Data:
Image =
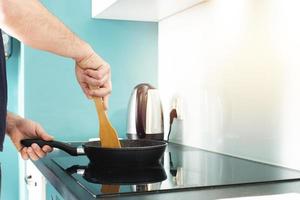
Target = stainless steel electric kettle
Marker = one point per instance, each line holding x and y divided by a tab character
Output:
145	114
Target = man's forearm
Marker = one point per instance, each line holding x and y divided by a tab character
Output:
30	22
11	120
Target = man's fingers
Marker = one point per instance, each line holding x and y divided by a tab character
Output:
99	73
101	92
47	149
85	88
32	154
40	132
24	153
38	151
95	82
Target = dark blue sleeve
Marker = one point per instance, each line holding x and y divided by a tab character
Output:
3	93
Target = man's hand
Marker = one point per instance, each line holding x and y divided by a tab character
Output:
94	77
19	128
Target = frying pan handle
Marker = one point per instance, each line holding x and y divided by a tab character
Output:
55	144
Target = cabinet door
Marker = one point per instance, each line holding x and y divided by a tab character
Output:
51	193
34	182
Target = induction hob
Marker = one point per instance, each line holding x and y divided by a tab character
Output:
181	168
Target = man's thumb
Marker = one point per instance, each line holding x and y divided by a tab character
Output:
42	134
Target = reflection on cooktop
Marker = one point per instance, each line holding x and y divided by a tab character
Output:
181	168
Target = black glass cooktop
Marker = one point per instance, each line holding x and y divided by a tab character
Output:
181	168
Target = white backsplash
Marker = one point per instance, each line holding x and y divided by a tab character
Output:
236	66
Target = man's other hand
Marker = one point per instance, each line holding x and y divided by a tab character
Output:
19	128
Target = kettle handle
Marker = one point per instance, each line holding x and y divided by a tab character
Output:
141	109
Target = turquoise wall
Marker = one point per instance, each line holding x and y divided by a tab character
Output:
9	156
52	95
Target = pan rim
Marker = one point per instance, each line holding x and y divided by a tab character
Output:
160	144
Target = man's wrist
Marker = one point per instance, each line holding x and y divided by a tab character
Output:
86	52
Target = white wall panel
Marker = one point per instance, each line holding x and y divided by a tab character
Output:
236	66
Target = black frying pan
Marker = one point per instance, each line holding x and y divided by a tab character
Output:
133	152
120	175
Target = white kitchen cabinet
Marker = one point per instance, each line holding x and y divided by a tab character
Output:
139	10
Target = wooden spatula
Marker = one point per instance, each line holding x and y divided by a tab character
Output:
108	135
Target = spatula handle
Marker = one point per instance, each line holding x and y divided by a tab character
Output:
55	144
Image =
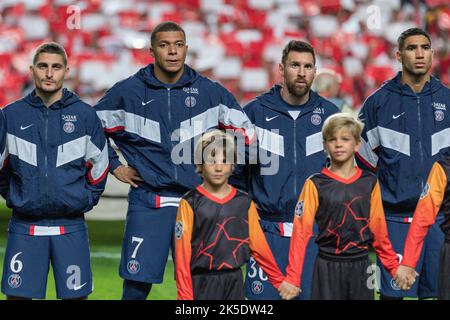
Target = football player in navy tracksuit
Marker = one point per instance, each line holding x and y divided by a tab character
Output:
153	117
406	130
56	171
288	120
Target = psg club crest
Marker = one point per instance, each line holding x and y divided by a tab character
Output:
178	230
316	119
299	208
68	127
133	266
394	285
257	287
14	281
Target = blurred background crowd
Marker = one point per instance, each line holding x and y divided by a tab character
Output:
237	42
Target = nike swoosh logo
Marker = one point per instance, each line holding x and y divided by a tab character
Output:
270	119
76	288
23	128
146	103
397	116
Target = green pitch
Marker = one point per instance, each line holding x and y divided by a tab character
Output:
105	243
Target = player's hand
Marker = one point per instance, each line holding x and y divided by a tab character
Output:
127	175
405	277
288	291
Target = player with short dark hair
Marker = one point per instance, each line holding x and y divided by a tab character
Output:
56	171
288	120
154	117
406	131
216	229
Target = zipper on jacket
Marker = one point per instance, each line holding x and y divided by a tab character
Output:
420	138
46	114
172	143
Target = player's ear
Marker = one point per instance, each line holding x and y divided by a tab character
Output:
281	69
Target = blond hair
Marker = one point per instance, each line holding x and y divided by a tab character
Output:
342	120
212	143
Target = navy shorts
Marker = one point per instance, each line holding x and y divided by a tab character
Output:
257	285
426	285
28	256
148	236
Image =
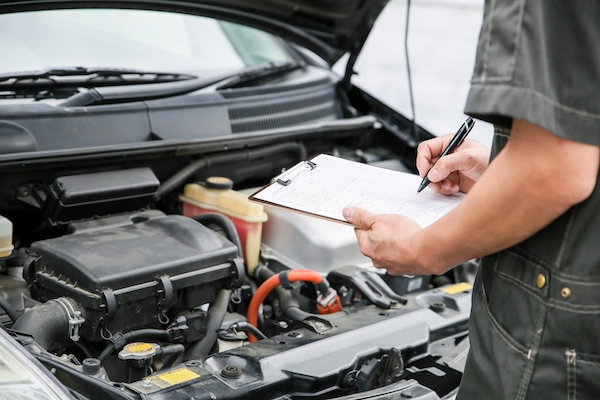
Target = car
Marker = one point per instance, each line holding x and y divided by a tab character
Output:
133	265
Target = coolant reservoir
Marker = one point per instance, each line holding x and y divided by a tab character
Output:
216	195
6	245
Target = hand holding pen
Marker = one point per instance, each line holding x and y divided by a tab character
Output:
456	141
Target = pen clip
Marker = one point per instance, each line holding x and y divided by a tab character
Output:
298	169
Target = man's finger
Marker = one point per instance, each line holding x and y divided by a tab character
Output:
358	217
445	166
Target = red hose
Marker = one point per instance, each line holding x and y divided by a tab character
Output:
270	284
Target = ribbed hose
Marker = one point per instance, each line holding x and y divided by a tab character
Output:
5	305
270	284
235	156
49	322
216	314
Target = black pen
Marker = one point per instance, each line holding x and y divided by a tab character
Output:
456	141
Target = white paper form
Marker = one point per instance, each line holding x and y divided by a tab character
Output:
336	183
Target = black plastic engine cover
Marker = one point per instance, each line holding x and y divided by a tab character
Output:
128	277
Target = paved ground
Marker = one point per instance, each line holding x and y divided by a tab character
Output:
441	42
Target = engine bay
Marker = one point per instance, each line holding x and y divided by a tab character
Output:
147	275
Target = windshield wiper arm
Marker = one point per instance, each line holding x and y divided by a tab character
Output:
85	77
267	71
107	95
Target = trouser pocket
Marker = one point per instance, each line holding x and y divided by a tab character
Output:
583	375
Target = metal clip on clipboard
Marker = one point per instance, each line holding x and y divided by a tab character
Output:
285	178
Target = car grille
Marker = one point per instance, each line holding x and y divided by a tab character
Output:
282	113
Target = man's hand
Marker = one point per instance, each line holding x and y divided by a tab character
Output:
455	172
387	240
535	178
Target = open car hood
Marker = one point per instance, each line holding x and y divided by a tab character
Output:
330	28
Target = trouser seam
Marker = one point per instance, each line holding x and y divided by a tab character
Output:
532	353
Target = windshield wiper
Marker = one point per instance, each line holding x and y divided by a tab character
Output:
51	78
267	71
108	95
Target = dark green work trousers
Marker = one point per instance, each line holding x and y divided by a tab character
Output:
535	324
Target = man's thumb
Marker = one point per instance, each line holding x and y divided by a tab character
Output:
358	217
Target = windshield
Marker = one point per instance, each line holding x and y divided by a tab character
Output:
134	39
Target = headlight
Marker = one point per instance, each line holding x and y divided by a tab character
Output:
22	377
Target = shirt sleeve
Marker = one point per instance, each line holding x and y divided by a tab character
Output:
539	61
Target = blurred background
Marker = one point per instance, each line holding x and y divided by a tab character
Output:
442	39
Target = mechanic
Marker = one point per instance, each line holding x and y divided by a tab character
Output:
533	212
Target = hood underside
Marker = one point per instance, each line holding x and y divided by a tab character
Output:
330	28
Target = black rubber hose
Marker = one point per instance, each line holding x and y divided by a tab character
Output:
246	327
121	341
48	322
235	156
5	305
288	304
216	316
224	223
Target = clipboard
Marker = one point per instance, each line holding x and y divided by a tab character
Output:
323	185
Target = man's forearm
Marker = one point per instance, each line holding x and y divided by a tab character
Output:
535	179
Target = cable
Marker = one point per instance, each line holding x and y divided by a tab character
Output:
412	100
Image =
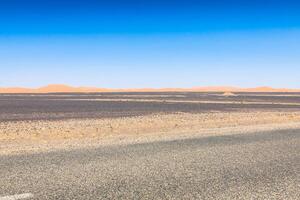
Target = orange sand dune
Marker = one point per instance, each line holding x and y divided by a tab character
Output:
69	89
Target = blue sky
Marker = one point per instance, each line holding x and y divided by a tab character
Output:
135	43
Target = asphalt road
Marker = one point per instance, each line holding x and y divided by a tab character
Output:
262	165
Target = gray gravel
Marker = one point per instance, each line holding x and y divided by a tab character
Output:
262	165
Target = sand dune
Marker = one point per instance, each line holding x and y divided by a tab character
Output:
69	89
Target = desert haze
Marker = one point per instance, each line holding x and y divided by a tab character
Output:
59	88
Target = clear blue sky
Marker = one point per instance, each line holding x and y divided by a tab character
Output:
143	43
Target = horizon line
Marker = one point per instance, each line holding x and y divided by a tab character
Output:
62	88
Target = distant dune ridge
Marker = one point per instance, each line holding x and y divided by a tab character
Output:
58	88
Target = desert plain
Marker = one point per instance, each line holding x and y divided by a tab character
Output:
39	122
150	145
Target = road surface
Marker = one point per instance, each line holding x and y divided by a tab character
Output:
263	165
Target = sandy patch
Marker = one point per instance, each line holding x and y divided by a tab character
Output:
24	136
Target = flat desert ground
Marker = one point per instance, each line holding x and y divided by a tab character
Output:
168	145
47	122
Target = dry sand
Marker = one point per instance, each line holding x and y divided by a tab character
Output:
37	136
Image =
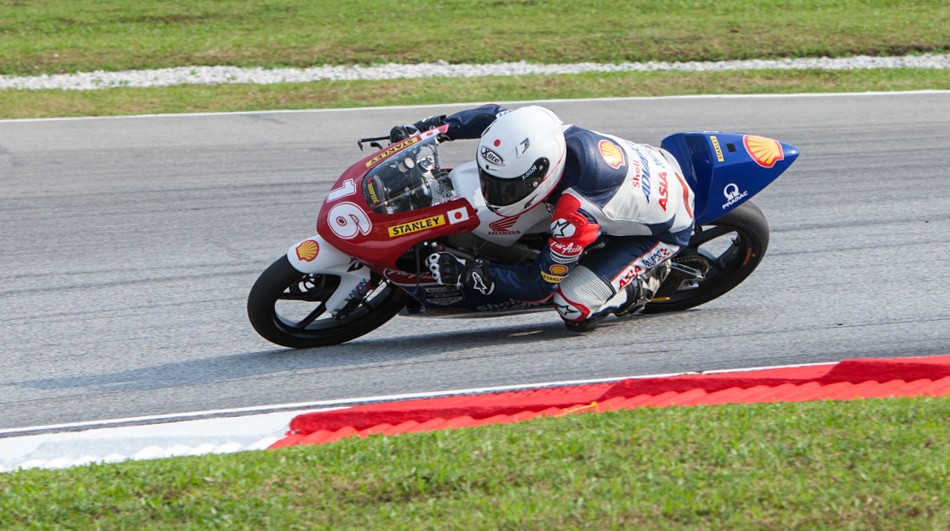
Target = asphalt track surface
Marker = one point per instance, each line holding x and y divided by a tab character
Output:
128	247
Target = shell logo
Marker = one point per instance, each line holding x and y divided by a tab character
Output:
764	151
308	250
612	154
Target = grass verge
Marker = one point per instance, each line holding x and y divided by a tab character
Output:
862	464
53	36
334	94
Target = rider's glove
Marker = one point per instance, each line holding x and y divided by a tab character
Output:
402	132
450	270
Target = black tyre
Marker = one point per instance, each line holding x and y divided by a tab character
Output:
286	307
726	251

* * *

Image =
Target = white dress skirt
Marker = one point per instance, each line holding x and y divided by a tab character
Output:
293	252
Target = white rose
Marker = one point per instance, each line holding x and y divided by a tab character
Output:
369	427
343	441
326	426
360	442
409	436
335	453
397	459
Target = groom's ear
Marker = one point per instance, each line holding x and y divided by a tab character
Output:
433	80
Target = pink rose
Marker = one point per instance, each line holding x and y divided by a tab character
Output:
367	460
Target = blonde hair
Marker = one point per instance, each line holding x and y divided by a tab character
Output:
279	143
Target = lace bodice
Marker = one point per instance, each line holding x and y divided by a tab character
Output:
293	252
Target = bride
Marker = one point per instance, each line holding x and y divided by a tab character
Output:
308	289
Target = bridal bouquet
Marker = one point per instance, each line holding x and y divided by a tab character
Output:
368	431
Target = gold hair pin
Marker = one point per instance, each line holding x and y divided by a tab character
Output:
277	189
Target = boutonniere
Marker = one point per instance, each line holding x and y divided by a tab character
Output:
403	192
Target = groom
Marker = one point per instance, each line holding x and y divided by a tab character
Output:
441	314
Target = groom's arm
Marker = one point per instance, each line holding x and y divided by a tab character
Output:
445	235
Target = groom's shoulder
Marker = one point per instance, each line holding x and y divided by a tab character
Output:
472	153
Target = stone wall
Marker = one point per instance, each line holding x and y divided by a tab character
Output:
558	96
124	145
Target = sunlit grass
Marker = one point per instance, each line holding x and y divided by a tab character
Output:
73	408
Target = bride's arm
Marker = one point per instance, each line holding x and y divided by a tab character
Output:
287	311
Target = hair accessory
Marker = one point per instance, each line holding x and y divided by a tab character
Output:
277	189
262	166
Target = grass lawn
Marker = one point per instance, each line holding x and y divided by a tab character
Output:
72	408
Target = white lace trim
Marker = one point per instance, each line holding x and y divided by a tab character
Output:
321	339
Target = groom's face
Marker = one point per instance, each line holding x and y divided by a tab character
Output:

---

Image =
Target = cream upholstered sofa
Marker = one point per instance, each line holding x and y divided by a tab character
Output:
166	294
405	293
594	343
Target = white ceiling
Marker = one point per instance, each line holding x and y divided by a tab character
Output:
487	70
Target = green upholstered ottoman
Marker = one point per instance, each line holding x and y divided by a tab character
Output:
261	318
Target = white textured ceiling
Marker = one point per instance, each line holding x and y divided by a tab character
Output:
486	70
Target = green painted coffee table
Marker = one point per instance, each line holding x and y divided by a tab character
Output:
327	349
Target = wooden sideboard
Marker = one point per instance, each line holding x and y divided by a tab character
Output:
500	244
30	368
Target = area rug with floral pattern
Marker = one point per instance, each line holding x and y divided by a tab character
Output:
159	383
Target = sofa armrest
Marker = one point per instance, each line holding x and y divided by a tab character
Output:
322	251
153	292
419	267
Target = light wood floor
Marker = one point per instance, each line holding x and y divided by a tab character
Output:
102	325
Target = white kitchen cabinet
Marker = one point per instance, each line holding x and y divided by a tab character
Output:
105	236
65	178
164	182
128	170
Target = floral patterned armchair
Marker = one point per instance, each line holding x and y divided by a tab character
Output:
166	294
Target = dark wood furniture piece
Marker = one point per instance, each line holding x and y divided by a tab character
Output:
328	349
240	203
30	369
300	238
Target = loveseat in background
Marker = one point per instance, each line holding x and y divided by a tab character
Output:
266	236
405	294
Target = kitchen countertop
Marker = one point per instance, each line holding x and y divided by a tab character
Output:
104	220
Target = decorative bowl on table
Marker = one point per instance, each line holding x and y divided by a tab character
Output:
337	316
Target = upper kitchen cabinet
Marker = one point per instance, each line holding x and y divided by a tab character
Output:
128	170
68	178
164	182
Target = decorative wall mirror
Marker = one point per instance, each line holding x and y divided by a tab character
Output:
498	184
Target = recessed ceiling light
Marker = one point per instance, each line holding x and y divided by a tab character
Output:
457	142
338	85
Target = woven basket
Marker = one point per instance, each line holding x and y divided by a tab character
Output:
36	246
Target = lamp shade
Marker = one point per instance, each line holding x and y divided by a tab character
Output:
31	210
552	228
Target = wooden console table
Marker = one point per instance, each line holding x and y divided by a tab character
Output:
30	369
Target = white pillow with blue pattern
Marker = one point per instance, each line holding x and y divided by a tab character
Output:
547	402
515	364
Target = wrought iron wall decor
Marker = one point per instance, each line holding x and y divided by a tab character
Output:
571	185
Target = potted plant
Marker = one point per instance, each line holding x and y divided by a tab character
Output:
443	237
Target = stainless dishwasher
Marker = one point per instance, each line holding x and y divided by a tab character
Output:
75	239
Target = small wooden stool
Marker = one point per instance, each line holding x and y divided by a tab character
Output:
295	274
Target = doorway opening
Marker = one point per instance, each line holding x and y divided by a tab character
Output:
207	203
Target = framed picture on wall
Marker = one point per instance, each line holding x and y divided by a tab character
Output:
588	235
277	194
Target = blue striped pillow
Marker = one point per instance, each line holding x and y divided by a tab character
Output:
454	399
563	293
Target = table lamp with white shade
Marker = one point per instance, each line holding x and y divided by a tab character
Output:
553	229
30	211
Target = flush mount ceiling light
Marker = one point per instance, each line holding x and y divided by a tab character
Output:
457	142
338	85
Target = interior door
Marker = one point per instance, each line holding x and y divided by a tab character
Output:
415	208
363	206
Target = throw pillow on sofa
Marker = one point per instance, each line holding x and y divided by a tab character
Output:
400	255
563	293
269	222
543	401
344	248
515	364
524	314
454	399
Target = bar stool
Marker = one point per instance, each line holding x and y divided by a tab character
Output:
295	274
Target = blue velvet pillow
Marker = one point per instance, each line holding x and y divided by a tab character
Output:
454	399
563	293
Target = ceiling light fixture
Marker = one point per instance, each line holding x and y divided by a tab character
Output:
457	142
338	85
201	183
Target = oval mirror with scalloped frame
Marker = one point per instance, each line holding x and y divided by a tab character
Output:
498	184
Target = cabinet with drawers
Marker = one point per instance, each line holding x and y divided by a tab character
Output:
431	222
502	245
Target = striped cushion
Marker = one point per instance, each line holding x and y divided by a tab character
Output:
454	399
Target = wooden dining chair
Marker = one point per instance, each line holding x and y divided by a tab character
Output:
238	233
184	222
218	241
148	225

Work instructions: Copy each line of the records that contains the word "dune".

Task response:
Target = orange sand dune
Target = sand dune
Target = distant dune ridge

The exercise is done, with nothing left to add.